───── Source extract
The airmen have battled the weather throughout their time at this base north of Kabul. The sun heats up the steel beams so much, it’s often impossible to work except at night, said Staff Sgt. Derek Reimer, the team’s Bagram project manager. And whatever the temperatures, high winds often make it dangerous to use the cranes.
When his team first arrived at the site, everything was flooded from heavy rains, Reimer said.
The Red Horse squadron is currently augmented by two members of the unit’s sister organization, Prime Base Engineer Emergency Force, also known as “Prime Beef.”
Whenever a plane needs extensive repairs, their crews go to this repair shop when they need a part made or a broken part repaired, said Master Sgt. Andrew Clark, fabrication chief of the 455th Expeditionary Aircraft Maintenance Squadron.
“We build pretty much anything and everything that anyone on this base needs, either through cutting, bending, machining, welding metal back together — if you can dream it, we can make it,” Clark said.
Clark and the other maintainers are working in three temporary tents with no indoor plumbing, where they continue to build and repair parts. They are waiting for a new facility to replace their older, somewhat dilapidated repair shop, which has been in service more than a decade and has scars from mortar hits, Clark said.
──────────
- [Jobs]:
A. Edit the listing, starting with the line with "In this exercise you will spot each instance of the waterfall" and going on through the line with "(304, 1025)", so that "set a pin" becomes "place a marker" and everything else stays the same; give back only those lines.
B. Proceed with the article about the airmen at Bagram, beginning after its last sentence.
The article about the airmen at Bagram has no connection to the listing.
───── Rows
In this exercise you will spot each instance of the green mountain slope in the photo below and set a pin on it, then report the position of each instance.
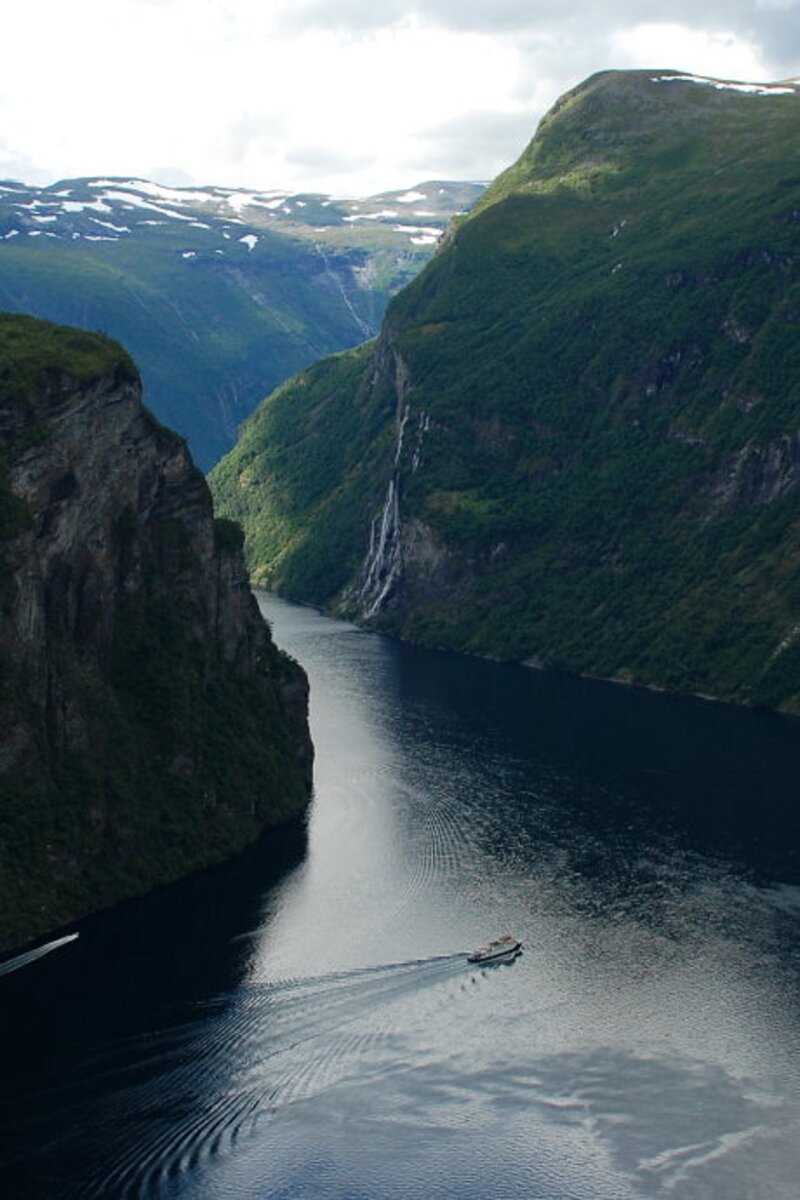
(577, 438)
(148, 723)
(220, 294)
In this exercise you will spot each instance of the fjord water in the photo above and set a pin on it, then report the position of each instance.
(304, 1024)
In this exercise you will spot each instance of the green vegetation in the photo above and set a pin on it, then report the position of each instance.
(149, 725)
(603, 382)
(35, 354)
(214, 323)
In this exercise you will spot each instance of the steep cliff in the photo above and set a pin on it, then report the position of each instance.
(220, 294)
(575, 442)
(148, 723)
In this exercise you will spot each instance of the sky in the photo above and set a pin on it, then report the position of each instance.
(349, 97)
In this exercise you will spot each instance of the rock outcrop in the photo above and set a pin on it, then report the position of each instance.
(148, 724)
(590, 459)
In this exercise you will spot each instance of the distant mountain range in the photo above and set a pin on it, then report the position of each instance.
(576, 442)
(218, 293)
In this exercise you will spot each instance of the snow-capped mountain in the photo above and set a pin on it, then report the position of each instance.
(218, 293)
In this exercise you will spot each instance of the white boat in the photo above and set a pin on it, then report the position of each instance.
(500, 951)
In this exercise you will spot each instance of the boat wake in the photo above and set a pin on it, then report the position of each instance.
(23, 960)
(190, 1095)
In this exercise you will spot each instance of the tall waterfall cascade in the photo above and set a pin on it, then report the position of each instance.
(384, 561)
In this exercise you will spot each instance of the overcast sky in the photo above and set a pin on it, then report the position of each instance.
(343, 96)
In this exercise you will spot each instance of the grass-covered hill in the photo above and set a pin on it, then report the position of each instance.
(577, 439)
(149, 726)
(220, 294)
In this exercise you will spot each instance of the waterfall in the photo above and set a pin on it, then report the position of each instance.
(384, 559)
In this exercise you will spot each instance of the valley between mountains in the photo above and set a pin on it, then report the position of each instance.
(576, 441)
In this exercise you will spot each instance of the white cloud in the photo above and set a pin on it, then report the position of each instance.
(723, 53)
(348, 96)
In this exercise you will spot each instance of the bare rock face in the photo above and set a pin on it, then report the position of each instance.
(148, 724)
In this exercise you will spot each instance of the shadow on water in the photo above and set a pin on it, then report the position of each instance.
(170, 1104)
(722, 778)
(139, 967)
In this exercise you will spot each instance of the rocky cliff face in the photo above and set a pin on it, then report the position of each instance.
(149, 724)
(575, 442)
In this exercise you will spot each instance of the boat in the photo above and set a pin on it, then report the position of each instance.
(501, 949)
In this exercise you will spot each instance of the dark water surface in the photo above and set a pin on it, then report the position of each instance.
(304, 1025)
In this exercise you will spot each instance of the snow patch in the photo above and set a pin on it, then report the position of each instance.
(130, 199)
(751, 89)
(423, 229)
(144, 187)
(80, 205)
(384, 215)
(109, 225)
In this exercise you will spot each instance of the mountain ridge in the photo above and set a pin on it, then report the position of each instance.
(149, 725)
(573, 442)
(218, 293)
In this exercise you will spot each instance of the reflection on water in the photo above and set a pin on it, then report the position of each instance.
(325, 1037)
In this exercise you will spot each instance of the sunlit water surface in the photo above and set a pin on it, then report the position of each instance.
(304, 1024)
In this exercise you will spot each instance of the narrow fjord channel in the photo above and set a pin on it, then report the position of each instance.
(304, 1024)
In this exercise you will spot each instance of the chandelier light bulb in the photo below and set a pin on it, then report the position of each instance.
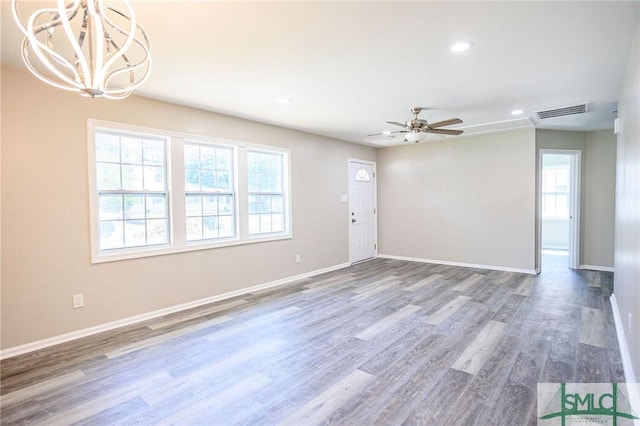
──────────
- [Task results]:
A.
In this exercise you will spot each instance of the waterfall in the photo above and place a marker on it, then report the position of each instance.
(384, 559)
In this exercise you will spot each instance of the valley between mountains in the photo above and place a marker on it, then report the position of each instance.
(576, 441)
In this exercise you will spot each instance of the white cloud in the photo above and place a marker on it, then report the position of each instance.
(723, 53)
(348, 96)
In this exercise you will spot each instance of the bare rock face in the photo above and place a marker on it, then report the position of each instance.
(148, 724)
In this exercise you will spot each instance of the shadow on water in the photo above and place a marker on it, then report the position of each instance.
(170, 1104)
(722, 778)
(139, 967)
In this exercise you will spot each instance of the rocky cliff face in the photo above and place a marker on it, then report the position of each instance.
(149, 724)
(575, 442)
In this exercise you will spot each instance of the boat in the photo above and place a marker on it, then report the position of each instance.
(501, 949)
In this exercise you will spot each instance of the dark water surface in the photo above and place a marker on it, then report the position of each instance.
(304, 1025)

B.
The crew has worked on almost all airframes serving in Afghanistan, he said. This has meant repairing Afghan air force Mi-17 helicopters and their UH-60 Black Hawk replacements.
About a quarter of their jobs are emergency work. They recently repaired damaged panels for an F-16, a fix that took about 12 hours, Clark said. It would have taken a week to ship in replacement parts.
The engineering squadron airmen, who have their headquarters at Al Udeid Air Base in Qatar, are trained to build up bases from scratch in austere environments and to fight while doing so if necessary. Unlike civil engineer squadrons, the unit is designed for rapid deployments and heavy construction. The Red Horse squadron is currently spread out across eight countries, a spokeswoman said.
“The work we’re doing with this facility is mainly improving the base,” Reimer said. “Our maintainers can have indoor plumbing, they’ll have more space and their working capabilities will go up.”